Task
Repeat the listing below exactly as given.
:::::
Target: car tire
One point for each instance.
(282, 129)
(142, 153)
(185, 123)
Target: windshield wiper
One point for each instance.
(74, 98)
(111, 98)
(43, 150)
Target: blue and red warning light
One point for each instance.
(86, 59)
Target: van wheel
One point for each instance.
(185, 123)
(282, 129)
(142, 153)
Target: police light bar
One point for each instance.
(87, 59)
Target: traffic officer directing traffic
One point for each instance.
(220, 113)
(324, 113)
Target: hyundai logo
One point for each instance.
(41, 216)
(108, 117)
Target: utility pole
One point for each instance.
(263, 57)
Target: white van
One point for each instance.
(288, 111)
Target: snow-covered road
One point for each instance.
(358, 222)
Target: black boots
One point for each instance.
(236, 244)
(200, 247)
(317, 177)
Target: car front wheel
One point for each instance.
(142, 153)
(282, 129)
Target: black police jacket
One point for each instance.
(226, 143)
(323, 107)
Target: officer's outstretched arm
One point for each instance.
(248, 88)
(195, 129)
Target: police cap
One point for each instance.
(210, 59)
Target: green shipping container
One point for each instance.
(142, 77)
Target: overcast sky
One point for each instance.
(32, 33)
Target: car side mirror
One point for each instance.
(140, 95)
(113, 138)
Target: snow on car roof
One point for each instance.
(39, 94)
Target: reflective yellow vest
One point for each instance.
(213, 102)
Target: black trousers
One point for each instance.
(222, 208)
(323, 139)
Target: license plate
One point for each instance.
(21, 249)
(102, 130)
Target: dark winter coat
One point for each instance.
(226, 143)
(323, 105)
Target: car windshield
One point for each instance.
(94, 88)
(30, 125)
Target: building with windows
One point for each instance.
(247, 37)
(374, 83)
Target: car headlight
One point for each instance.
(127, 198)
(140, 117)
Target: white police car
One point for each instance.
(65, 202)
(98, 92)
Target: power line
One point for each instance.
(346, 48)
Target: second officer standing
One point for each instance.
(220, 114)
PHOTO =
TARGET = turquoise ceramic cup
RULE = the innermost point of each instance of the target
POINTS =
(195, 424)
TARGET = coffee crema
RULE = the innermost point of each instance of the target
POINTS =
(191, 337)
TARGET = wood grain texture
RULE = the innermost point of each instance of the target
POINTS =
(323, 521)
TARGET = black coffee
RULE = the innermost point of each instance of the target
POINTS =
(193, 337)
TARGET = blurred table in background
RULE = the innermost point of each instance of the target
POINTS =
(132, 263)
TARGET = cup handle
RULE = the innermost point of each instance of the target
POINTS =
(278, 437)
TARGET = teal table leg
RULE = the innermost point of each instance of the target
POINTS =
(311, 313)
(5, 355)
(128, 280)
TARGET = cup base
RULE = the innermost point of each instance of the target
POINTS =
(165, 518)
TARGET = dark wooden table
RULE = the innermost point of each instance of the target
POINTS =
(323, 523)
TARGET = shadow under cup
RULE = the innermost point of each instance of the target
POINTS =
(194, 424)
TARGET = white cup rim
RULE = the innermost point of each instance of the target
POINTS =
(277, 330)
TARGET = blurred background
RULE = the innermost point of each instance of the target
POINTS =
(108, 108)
:::::
Answer area
Target: car tire
One point for each instance.
(282, 129)
(142, 153)
(185, 123)
Target: windshield wiper
One point for each instance.
(74, 98)
(111, 98)
(43, 150)
Target: blue and red warning light
One point for each instance.
(86, 59)
Target: van wheel
One point for each instance.
(185, 123)
(282, 129)
(142, 153)
Target: police light bar
One point for each instance.
(87, 59)
Target: traffic officer directing traffic
One point for each instance.
(220, 113)
(324, 113)
Target: hyundai logo
One point for each instance.
(41, 216)
(108, 117)
Target: utility pole
One point for each instance.
(263, 57)
Target: white van
One point for each instance.
(288, 111)
Target: snow-covered road
One point for each instance.
(358, 222)
Target: black boots
One point for each instance.
(236, 244)
(200, 247)
(317, 177)
Target: car front wheel
One point for each instance.
(142, 153)
(282, 129)
Target: black police jacket
One point for each instance.
(226, 143)
(323, 107)
Target: officer's outstretched arm
One point for each instance.
(248, 88)
(195, 129)
Target: police cap
One point for each instance.
(210, 59)
Target: green shipping container
One point for each instance.
(142, 77)
Target: overcast sky
One point for each instance.
(32, 33)
Target: car side mirror
One point for each instance.
(140, 95)
(113, 138)
Target: snow on car roof
One point for each instance.
(39, 94)
Target: reflective yellow vest
One point for each instance.
(213, 102)
Target: black trousers
One point for each instance.
(222, 208)
(323, 139)
Target: license plate
One point for each instance.
(21, 249)
(102, 130)
Target: dark winter coat
One point for each instance.
(226, 143)
(323, 105)
Target: car windshield
One point for each instance.
(94, 88)
(30, 125)
Target: building with windows
One point for each instance.
(247, 37)
(374, 83)
Target: car headlight
One point for each instance.
(127, 198)
(140, 117)
Target: white police car
One point for each instance.
(65, 202)
(98, 92)
Target: power line
One point for each instance.
(346, 48)
Target: second officer standing
One point for each instance.
(220, 114)
PHOTO =
TARGET = turquoise ceramic cup
RULE = the innermost point of each instance of the target
POINTS =
(195, 424)
TARGET = coffee crema
RULE = the innermost point of each instance of the target
POINTS =
(191, 337)
TARGET = wood grain texture
RULE = the innermost point of each instance of the target
POINTS =
(323, 521)
TARGET = black coffee
RULE = the innermost point of each instance of the target
POINTS =
(193, 337)
TARGET = blurred table in background
RULE = the innermost point of each instance of the target
POINTS =
(132, 263)
TARGET = cup handle
RULE = the innermost point of each instance of the target
POINTS =
(278, 437)
TARGET = teal table leg
RULE = the innermost point of each instance of the target
POINTS =
(311, 313)
(5, 355)
(128, 280)
TARGET = cup base
RULE = the innermost point of each instance of the target
POINTS =
(165, 518)
TARGET = dark wooden table
RULE = the innermost point of each instance of the target
POINTS =
(323, 523)
TARGET = shadow under cup
RULE = the innermost point of each instance of the target
POINTS =
(194, 424)
TARGET = white cup rim
RULE = the innermost point of each instance of the target
POINTS =
(277, 330)
TARGET = blurred background
RULE = the innermost point of each instance of the target
POINTS =
(108, 108)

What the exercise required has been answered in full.